[start Dataset records]

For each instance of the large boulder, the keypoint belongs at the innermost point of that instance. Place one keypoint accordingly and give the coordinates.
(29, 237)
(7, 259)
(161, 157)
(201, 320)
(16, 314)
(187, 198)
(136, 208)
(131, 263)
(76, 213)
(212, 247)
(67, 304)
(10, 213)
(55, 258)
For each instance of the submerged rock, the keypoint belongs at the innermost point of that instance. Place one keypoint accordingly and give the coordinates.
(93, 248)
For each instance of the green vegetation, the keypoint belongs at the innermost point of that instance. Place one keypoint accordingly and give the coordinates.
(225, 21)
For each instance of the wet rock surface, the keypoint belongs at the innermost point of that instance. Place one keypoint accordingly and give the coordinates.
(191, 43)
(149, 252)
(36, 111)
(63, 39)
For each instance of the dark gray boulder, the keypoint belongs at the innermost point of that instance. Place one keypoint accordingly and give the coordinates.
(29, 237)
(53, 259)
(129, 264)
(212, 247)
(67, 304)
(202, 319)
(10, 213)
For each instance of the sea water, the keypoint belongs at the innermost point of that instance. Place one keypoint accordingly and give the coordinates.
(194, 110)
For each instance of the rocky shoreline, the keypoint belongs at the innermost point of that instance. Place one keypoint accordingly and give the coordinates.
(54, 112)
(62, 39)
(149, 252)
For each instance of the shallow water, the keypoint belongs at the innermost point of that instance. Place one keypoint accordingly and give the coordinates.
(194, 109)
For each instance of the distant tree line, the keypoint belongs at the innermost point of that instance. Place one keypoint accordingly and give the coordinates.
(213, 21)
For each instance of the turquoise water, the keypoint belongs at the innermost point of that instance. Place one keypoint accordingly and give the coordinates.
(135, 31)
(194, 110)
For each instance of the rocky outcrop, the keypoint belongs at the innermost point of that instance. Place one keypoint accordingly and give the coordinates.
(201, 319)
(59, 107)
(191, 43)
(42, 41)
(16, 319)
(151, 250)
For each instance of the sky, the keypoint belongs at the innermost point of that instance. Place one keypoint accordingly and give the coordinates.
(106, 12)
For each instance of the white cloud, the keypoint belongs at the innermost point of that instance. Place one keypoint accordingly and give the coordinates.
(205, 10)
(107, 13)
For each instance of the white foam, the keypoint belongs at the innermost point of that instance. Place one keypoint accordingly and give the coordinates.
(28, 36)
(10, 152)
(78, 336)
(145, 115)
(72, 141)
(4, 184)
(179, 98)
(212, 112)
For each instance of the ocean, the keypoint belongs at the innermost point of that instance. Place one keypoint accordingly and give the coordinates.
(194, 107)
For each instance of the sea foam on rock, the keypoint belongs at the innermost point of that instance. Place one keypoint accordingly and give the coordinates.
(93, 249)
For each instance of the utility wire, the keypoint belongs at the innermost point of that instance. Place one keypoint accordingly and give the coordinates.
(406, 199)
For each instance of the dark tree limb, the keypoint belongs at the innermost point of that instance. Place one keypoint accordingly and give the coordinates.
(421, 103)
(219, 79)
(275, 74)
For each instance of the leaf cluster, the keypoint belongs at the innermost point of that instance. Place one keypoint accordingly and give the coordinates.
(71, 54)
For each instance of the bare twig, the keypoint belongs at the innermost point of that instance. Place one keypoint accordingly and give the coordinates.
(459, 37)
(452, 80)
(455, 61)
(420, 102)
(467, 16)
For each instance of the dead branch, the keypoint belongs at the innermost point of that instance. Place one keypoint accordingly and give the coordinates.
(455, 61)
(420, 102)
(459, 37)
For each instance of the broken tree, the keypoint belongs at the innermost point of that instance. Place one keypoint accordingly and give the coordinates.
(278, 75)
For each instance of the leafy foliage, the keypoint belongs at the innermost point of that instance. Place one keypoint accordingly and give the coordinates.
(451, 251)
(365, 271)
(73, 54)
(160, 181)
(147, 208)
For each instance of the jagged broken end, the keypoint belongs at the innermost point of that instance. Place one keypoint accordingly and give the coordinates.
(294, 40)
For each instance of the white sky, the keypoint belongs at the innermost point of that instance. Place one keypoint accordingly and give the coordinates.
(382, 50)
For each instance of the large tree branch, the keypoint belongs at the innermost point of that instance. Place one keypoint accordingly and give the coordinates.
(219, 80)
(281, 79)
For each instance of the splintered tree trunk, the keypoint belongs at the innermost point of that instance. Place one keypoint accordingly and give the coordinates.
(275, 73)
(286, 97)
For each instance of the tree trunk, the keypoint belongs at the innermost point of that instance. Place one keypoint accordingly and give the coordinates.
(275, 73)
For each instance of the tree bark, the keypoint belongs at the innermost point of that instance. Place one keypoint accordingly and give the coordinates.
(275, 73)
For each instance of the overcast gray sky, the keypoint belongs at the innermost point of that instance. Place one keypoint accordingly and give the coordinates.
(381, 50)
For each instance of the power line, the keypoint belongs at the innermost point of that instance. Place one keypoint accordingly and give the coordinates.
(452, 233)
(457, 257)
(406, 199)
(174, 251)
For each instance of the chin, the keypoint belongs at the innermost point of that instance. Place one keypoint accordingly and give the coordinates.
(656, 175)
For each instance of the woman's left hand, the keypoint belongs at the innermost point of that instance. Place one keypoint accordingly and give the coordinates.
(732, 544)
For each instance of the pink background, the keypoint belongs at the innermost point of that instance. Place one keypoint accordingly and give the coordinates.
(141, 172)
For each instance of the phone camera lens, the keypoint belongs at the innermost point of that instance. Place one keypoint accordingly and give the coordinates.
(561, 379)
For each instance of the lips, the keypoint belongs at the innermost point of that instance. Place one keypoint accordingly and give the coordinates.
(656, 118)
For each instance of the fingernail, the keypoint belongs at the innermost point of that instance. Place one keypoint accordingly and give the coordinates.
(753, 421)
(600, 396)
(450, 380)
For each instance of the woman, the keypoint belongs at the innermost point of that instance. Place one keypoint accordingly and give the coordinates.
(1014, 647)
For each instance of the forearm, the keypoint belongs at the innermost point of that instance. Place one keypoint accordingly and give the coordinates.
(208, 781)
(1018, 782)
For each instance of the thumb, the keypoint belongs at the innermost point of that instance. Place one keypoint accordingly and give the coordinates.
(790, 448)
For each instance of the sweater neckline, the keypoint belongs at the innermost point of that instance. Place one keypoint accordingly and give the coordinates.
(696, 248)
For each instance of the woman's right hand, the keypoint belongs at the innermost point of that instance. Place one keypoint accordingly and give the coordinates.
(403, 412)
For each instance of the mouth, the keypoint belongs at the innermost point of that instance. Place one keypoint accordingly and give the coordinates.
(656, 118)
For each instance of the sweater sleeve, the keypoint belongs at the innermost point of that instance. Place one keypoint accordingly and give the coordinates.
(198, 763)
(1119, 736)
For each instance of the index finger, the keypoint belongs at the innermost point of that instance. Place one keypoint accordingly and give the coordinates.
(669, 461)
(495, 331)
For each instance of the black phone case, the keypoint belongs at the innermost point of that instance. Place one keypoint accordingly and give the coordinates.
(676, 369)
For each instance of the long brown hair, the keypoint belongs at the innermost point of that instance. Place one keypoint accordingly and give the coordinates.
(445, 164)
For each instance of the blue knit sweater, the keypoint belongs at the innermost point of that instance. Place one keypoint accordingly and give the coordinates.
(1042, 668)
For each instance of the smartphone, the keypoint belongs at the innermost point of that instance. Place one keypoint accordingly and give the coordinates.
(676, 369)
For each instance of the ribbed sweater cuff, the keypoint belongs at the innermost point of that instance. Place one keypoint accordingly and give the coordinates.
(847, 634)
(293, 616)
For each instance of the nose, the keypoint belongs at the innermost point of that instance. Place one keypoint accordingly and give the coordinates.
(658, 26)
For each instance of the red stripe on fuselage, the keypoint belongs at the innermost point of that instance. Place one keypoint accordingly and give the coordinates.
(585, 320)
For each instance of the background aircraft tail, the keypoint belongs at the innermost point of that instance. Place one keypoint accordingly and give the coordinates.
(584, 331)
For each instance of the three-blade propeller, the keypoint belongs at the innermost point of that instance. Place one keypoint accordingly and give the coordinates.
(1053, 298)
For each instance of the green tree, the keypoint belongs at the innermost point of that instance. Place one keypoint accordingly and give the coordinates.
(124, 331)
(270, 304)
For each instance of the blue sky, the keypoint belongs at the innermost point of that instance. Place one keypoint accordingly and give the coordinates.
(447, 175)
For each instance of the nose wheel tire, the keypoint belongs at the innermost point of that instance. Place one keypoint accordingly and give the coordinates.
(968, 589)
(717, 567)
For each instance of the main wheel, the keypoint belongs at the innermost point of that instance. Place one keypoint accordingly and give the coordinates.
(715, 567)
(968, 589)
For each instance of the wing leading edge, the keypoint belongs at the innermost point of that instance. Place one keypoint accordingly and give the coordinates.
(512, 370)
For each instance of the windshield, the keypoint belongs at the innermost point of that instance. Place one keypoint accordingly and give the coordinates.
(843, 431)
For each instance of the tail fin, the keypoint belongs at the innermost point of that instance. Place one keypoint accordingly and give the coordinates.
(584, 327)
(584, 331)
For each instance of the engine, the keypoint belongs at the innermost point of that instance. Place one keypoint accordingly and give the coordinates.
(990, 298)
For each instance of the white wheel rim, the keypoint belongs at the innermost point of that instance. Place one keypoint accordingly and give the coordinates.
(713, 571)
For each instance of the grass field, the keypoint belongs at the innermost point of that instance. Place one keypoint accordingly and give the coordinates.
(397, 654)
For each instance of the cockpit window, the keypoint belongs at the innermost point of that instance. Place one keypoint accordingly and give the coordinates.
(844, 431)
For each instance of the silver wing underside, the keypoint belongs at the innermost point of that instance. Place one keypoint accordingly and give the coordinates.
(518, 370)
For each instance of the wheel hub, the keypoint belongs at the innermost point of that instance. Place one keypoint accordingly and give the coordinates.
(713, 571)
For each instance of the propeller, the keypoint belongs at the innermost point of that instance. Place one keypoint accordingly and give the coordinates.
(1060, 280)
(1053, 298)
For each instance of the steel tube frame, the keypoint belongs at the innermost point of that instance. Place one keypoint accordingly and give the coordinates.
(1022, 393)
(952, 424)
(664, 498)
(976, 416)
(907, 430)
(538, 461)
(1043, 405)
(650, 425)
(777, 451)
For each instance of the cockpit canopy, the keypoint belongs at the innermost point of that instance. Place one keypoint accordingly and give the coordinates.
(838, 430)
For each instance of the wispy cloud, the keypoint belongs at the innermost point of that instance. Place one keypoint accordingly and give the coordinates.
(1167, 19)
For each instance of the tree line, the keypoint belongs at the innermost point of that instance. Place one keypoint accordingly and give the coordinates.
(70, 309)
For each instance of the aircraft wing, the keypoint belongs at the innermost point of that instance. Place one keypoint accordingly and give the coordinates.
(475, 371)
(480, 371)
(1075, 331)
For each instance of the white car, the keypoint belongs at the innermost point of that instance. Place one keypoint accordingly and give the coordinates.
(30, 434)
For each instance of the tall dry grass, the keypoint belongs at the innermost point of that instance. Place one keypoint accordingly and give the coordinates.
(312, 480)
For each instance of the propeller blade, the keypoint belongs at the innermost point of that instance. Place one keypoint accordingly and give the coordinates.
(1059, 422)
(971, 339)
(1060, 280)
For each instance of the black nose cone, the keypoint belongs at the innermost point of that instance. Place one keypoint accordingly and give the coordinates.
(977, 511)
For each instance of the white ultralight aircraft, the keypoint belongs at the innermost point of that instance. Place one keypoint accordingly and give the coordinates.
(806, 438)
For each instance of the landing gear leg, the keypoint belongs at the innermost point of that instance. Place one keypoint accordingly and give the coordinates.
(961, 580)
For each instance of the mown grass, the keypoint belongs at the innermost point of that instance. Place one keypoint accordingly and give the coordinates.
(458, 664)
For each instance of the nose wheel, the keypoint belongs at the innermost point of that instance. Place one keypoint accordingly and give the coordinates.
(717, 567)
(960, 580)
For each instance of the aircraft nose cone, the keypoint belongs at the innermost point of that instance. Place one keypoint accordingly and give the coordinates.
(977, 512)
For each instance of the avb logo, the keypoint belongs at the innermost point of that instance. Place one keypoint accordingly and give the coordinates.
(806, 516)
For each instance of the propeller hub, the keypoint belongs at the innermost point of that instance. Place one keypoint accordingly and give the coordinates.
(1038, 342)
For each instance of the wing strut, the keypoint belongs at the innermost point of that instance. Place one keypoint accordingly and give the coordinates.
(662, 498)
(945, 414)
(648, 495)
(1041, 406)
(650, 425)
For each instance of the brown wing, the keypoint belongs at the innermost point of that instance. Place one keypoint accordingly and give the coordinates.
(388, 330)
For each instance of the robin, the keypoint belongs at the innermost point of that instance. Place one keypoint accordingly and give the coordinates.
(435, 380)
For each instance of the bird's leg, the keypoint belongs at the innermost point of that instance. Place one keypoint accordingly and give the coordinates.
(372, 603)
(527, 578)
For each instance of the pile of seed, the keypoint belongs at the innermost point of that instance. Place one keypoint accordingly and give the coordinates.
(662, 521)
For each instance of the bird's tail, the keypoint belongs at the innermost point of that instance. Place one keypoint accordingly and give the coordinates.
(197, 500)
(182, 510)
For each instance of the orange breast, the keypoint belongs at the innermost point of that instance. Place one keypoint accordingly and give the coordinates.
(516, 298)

[end Dataset records]

Short exercise
Shift every coordinate pair in the answers by adding 95 to each number, and write out all the lines again with the requests included. Cover only the records from the line with "For each instance of the woman, the" up to and including the line with "(1119, 736)".

Answer to this problem
For each instance of the woman, the keypoint belongs at the innermost point of that instance. Place one keypoint accordingly and give the coordinates.
(1109, 742)
For each instance of the forearm, the keypoint belongs at the innermost point of that instance. Place one keypoint accordingly and give the coordinates.
(303, 876)
(1113, 877)
For each instance of the thumb, the keypoint belongs at the innermost point of that instance. Place one keypoint accordingly and give the coordinates.
(885, 543)
For each instance of the sweater neckline, the keypoint belongs at the innermost point of that instance. Place one keypoint accordingly and give the coordinates.
(791, 343)
For each instance of the woman's right hand, the keypoint belongs at the innermost point of that instance. Place one keypoint accordingly and give the coordinates.
(498, 507)
For each instance of the mouth, the keypoint belongs at the innermost point of that instance. Place one keypoint accordingly and give the coordinates.
(751, 213)
For each instance of the sweater sleeve, the keypoint belongs at the innermost point of that instance. Place one keypoint accordingly and give the coordinates.
(293, 858)
(1214, 831)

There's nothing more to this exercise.